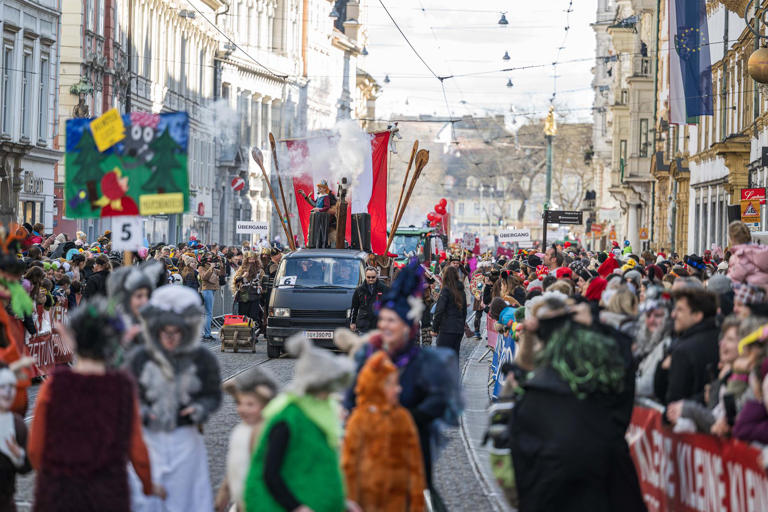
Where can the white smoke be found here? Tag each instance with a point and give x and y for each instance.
(334, 154)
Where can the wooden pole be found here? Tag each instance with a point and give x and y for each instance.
(259, 158)
(405, 180)
(422, 158)
(280, 185)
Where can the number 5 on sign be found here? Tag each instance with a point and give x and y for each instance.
(126, 233)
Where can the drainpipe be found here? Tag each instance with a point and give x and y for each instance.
(655, 116)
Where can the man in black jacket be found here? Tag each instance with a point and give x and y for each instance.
(363, 318)
(96, 284)
(694, 355)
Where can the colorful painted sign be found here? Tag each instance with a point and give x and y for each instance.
(144, 173)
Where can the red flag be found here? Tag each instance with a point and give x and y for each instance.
(370, 185)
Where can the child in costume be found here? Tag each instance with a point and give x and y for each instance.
(13, 440)
(179, 388)
(296, 465)
(252, 390)
(87, 424)
(381, 455)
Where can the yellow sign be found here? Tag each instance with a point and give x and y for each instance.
(750, 210)
(160, 204)
(108, 130)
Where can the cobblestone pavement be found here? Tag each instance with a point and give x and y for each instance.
(454, 476)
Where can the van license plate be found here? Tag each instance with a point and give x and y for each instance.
(319, 335)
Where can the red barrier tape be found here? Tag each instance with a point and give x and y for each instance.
(694, 472)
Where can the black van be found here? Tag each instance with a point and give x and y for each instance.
(312, 294)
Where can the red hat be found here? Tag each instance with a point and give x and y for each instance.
(608, 266)
(595, 289)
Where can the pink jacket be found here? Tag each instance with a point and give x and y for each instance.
(749, 264)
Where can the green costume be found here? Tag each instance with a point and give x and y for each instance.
(311, 466)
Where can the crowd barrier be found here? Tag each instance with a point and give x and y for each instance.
(46, 347)
(694, 472)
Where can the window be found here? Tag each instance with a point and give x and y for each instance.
(7, 87)
(644, 137)
(42, 111)
(89, 14)
(26, 92)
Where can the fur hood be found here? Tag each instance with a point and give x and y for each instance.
(125, 280)
(172, 305)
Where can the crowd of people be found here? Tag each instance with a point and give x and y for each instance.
(593, 332)
(120, 427)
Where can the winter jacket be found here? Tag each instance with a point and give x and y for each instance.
(749, 264)
(381, 456)
(96, 285)
(363, 302)
(209, 277)
(695, 357)
(752, 423)
(449, 317)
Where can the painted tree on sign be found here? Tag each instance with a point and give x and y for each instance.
(88, 162)
(164, 163)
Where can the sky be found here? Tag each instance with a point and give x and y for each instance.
(455, 38)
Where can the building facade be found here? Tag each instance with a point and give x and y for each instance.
(30, 74)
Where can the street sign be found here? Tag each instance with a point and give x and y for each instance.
(127, 233)
(564, 217)
(248, 227)
(750, 210)
(748, 194)
(515, 235)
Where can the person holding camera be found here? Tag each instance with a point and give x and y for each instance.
(211, 271)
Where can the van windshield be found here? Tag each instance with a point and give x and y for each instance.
(319, 272)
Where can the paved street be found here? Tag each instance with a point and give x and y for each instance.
(457, 481)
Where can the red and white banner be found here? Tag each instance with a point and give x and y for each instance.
(370, 184)
(46, 347)
(694, 472)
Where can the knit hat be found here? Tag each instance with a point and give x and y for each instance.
(256, 380)
(719, 284)
(369, 388)
(595, 289)
(317, 369)
(607, 266)
(747, 294)
(404, 297)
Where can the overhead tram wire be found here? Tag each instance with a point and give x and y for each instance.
(268, 70)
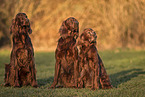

*-*-*

Reproduce the listing exactly, images omitted.

Where can the white smoke be found here? Tag each instance with a point and give x and y for each instance.
(334, 154)
Where can the wooden pole be found here? Tag each instance with a point and give x and y for each instance.
(259, 158)
(405, 180)
(422, 158)
(280, 185)
Where can the number 5 on sign be found here? Tag each instance with a point and give x and y for each instance.
(126, 233)
Where can the drainpipe be found here? Tag each instance with a point and give x and y for each instance.
(655, 116)
Where can the man in black jacket be found here? Tag each instance with a point and give x and y for each instance.
(363, 318)
(96, 284)
(694, 355)
Where can the colorful painted sign be found here? Tag each instance with a point and give x and y for each instance.
(144, 173)
Where can the red flag be found here? Tag each instance with a point and give x and y for each instance.
(370, 185)
Where can the child in costume be found here? Tag each instance with a point and give x and y for each instance.
(13, 440)
(179, 388)
(296, 465)
(252, 390)
(87, 424)
(381, 455)
Where can the yellow sign be found here? Tag each instance with a point and give x and y for each instance.
(750, 210)
(160, 204)
(108, 130)
Where can the cobblestone pavement be found here? Tag each instance with a point and give x and y for each instance.
(454, 476)
Where can the van license plate be found here? Tag each instance with a point and give x and y for each instance.
(319, 335)
Where can the red barrier tape be found here? Tag each instance with a point and give x and y for each instance.
(694, 472)
Where can the black van be found here? Tag each instance with a point and give x and y for each instance.
(312, 294)
Where can the red hat be found here? Tag each instance with a point and give x and y for each instance.
(608, 266)
(595, 289)
Where can the pink jacket be found here? Tag each instance with a point and give x and y for each instance.
(749, 264)
Where can the green costume be found here? Tag each instance with a point and give x and y for each instance.
(311, 466)
Where can the crowd barrier be found here? Tag each instance with a point and give x and y for each instance.
(46, 347)
(694, 472)
Where can the window be found here? Tag each instance with a point and give x and y for each instance.
(7, 87)
(644, 137)
(42, 111)
(89, 14)
(26, 92)
Where can the fur hood be found here? Tag each instance with a point and give x and y for each instance.
(125, 280)
(172, 305)
Where can the crowd of people be found here? Tag each instance with a point and give x and y for each instance.
(593, 332)
(120, 427)
Where can the winter jacket be found here? Tag each instance with a point and give x and y for each instance.
(749, 264)
(381, 456)
(96, 285)
(363, 302)
(209, 277)
(695, 357)
(752, 423)
(449, 317)
Where can the painted tree on sign be found here? Tag each instance with a point and give x and y for each instance.
(88, 162)
(164, 163)
Where can the sky be found here? Tag each instance with a point and give x and y for each instance.
(455, 38)
Where can the building facade be found here? Tag each instance with a point and give x and y for each instance.
(30, 74)
Where can the street sign be found here? Tag each instance with a point and give x and y for each instance.
(127, 233)
(564, 217)
(248, 227)
(750, 210)
(748, 194)
(515, 235)
Where can the person holding camera be found here? Tag each instance with a point and give x and y for each instance.
(211, 271)
Where can the van windshield be found here? Tag each instance with a point and give x and y for each instance.
(319, 272)
Where can the paved street be found here? Tag each instance with a point and give x and y for each instance.
(457, 481)
Where can the red and white banner be found here? Tag each instance with a point and give x and y for each instance.
(370, 184)
(46, 347)
(694, 472)
Where can the knit hat be found here? Tag each instance with a point and give x and y for each instance.
(256, 380)
(719, 284)
(369, 388)
(595, 289)
(317, 369)
(607, 266)
(747, 294)
(404, 297)
Where can the overhead tram wire be found here? Tag each instance with a point and give x and y for each instance.
(268, 70)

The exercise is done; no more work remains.